## SHORT TASK
Select every line of the records that contains the string "hair", and copy each one out. Case counts.

## DATA SHOWN

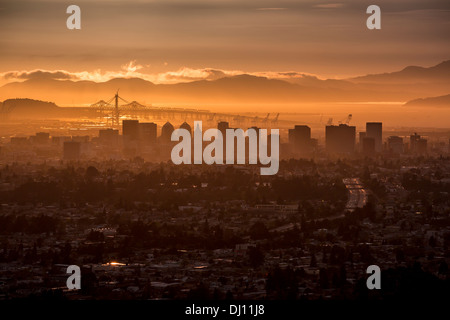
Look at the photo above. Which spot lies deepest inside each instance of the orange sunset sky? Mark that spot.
(168, 41)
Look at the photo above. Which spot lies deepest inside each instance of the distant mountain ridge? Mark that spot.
(404, 85)
(441, 101)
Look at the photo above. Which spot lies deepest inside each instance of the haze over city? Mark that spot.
(335, 161)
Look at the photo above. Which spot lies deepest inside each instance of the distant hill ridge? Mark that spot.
(441, 101)
(407, 84)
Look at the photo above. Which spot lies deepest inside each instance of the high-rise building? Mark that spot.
(71, 150)
(166, 132)
(340, 139)
(375, 130)
(418, 144)
(223, 126)
(108, 137)
(368, 146)
(130, 129)
(148, 132)
(395, 145)
(300, 139)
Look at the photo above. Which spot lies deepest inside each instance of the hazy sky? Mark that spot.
(167, 39)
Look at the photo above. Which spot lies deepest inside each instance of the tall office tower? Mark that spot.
(417, 144)
(340, 139)
(368, 146)
(148, 132)
(375, 130)
(71, 150)
(130, 129)
(300, 139)
(166, 132)
(422, 146)
(108, 137)
(362, 135)
(41, 138)
(395, 145)
(223, 126)
(187, 127)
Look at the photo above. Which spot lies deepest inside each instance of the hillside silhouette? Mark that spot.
(408, 84)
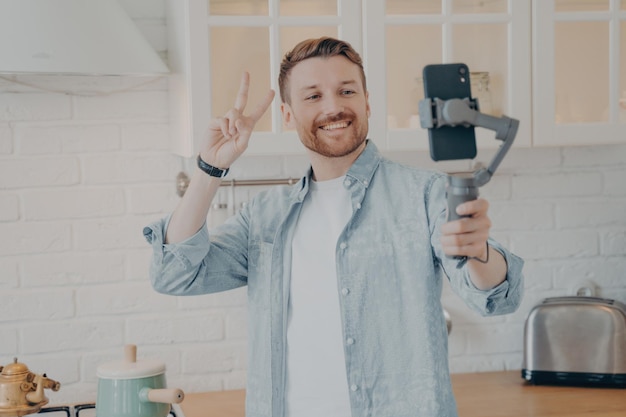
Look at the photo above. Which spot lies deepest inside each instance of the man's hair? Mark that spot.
(324, 47)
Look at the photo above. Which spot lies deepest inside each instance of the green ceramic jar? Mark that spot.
(129, 388)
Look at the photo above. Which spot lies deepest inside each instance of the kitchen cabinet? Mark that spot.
(579, 72)
(214, 41)
(572, 53)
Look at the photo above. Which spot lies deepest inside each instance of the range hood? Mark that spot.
(73, 37)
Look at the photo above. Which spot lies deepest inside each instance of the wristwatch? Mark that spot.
(211, 170)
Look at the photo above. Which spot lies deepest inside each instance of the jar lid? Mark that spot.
(15, 368)
(130, 368)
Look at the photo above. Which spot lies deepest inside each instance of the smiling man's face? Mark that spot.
(328, 106)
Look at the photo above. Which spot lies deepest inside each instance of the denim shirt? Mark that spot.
(390, 266)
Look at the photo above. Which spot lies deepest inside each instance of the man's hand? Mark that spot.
(468, 236)
(228, 136)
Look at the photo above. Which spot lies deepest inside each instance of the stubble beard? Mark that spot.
(315, 141)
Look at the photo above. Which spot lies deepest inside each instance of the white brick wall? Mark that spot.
(81, 174)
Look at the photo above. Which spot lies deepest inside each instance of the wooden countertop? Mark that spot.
(488, 394)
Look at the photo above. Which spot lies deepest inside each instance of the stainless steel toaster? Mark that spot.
(579, 341)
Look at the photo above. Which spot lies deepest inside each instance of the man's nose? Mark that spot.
(333, 105)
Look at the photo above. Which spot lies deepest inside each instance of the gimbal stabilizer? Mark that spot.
(435, 113)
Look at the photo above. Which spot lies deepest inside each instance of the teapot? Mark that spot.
(22, 391)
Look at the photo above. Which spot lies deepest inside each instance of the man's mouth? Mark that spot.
(333, 126)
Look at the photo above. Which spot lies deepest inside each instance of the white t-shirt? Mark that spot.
(316, 371)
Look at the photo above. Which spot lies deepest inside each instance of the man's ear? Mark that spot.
(286, 111)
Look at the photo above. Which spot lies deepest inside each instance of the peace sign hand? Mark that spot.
(228, 136)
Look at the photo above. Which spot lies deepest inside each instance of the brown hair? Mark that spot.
(324, 47)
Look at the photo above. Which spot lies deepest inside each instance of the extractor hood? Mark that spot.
(73, 37)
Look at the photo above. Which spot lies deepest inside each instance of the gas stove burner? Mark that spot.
(77, 410)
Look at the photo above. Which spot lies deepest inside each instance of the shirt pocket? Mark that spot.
(259, 274)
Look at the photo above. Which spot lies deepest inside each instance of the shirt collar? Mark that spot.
(362, 170)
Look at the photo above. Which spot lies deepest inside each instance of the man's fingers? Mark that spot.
(242, 96)
(262, 107)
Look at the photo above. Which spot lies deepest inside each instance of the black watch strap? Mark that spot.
(211, 170)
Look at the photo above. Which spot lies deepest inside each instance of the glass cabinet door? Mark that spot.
(212, 42)
(253, 36)
(579, 72)
(402, 37)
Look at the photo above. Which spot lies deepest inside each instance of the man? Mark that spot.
(343, 269)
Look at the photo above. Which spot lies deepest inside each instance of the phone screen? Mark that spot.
(448, 81)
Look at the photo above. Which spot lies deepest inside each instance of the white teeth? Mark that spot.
(335, 126)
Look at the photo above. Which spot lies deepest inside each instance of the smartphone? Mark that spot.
(447, 81)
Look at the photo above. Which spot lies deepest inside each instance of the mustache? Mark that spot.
(335, 118)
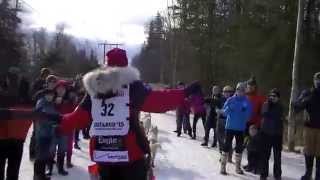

## SOLVED PROBLEM
Look at the photo above. Which spot lies deepest inside each instance of the man's hair? Mark that spot.
Look at the photo above. Which spot lies deepest inside each instance of the brown hair? Mark that spot.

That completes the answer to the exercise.